Activités.
A: Extrayez de l'extrait sur l'Europe fédérale le passage qui commence par "Enfin, tout en" et se termine par "amené à construire.".
B: Répondez à ces questions sur l'extrait sur l'Europe fédérale :
(i) Qu'est-ce qui ne résoudra pas à lui seul, d'un coup de baguette magique, tous les problèmes économiques et politiques ?
(ii) À quelle date le commentaire de tnemessiacne a-t-il été publié ?
(iii) Quel parti va présenter des listes aux européennes ?

Extrait du document.
___

Il faut dire que l’Europe actuelle, c’est l’Europe des Etats, et non celle des citoyens. Il ne s’agit pas tant de dénoncer les eurosceptiques, mais de dénoncer la classe politique européenne avec autant d’écho et de force qu’eux.
Lire cet article : http://www.taurillon.org/euroconservateurs
Ensuite, pour reprendre une métaphore biblique, il ne faut pas présenter l’Europe de la paix, mais l’Europe du glaive ;montrer que les pays seuls ne sont plus capables d’assumer seuls leur souveraineté d’antan, que le seul moyen de restaurer la souveraineté de l’Etat, c’est que cet Etat soit européen.
Enfin, tout en manifestant de l’optimisme, il ne faut pas tomber dans le miracle. L’Europe fédérale ne résoudra pas à elle seule, d’un coup de baguette magique, tous les problèmes économiques et politiques, elle n’est qu’un outil pour que l’Europe soit un poids lourd dans les relations internationales, un havre de prospérité économique, de droits de l’Homme, etc...
Il faut que le citoyen comprenne que quelle que soit son souhait politique (social, libéral, communiste, ultra-libéral, écolo, conservateur...), il ne peut se réaliser qu’à travers une Europe politique qu’il est amené à construire.
3. Le 2 février 2014 à 14:01, par tnemessiacne En réponse à : Les Jeunes Européens Fédéralistes (JEF) devraient-ils attaquer les partis eurosceptiques sur le plan politique ?
@ Alexandre Marin
Dénoncer la classe politique est un argument des partis à l’extême des partis dits de gouvernements. C’est dernier captent toujours, l’UMP et le PS la moitié de l’électorat.
Il ne suffit pas de dénoncer il faut vendre du rêve, une vision, une aide etc... par des propositions concrètes ou un discours quelque peu lyrique.
Ensuite je pense vis à vis des fédéralistes qui veulent s’engager dans la politique, il y a le parti fédéraliste qui va présenter des listes aux européennes mais je pense, encore une fois que l’Europe n’est pas un parti. Comme vous le dites si bien il faut se positionner sur l’échiquier politique (libéral, conservateur, social-démocrate, écologiste, socialiste, gauchiste, social-libéral etc...)

___

(Entrées de données extraites)

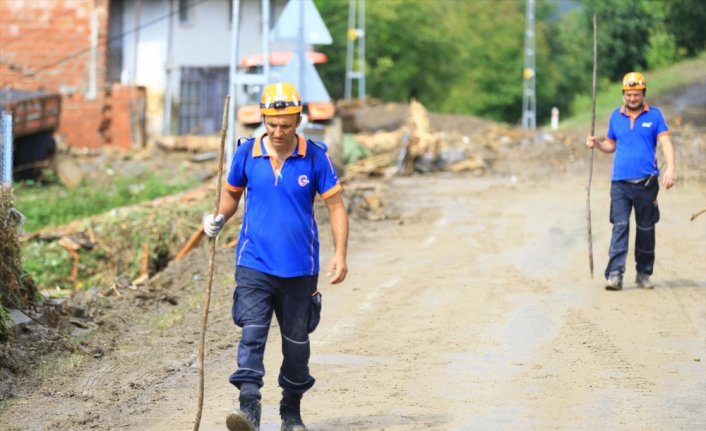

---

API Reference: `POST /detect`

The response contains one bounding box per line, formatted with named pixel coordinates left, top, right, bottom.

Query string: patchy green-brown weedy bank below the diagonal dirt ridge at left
left=17, top=203, right=212, bottom=295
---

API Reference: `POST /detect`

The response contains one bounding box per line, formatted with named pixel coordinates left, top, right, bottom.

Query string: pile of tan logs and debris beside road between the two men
left=346, top=100, right=576, bottom=178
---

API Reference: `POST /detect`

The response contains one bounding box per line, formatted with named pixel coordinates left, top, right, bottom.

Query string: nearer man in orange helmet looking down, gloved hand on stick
left=203, top=83, right=348, bottom=431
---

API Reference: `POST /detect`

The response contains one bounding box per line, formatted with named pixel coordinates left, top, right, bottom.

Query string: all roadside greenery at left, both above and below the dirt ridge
left=15, top=171, right=208, bottom=295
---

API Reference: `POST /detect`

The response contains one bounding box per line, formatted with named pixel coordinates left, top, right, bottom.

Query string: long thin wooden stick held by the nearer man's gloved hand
left=194, top=95, right=230, bottom=431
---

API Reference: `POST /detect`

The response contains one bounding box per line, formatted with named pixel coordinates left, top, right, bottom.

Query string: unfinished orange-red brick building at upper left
left=0, top=0, right=145, bottom=149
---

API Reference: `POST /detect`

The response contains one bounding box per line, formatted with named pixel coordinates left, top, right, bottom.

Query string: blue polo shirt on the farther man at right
left=606, top=103, right=669, bottom=181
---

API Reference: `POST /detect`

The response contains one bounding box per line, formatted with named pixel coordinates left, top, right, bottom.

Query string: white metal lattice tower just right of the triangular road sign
left=344, top=0, right=365, bottom=100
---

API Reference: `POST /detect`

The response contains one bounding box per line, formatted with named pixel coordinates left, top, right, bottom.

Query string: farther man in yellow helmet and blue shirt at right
left=586, top=72, right=676, bottom=290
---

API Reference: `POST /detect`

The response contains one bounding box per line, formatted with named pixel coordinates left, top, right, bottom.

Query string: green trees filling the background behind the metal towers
left=316, top=0, right=706, bottom=123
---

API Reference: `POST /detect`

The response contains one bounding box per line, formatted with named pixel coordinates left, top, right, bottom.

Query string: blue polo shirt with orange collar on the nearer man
left=226, top=135, right=341, bottom=277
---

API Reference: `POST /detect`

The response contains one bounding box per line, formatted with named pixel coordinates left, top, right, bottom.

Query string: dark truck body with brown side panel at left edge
left=0, top=89, right=61, bottom=179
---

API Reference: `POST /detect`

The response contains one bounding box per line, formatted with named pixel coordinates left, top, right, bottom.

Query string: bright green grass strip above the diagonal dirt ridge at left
left=15, top=172, right=197, bottom=232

___

Liste des solutions.
A:
Enfin, tout en manifestant de l’optimisme, il ne faut pas tomber dans le miracle. L’Europe fédérale ne résoudra pas à elle seule, d’un coup de baguette magique, tous les problèmes économiques et politiques, elle n’est qu’un outil pour que l’Europe soit un poids lourd dans les relations internationales, un havre de prospérité économique, de droits de l’Homme, etc...
Il faut que le citoyen comprenne que quelle que soit son souhait politique (social, libéral, communiste, ultra-libéral, écolo, conservateur...), il ne peut se réaliser qu’à travers une Europe politique qu’il est amené à construire.

B:
(i) L'Europe fédérale.
(ii) Le 2 février 2014, à 14:01.
(iii) Le parti fédéraliste.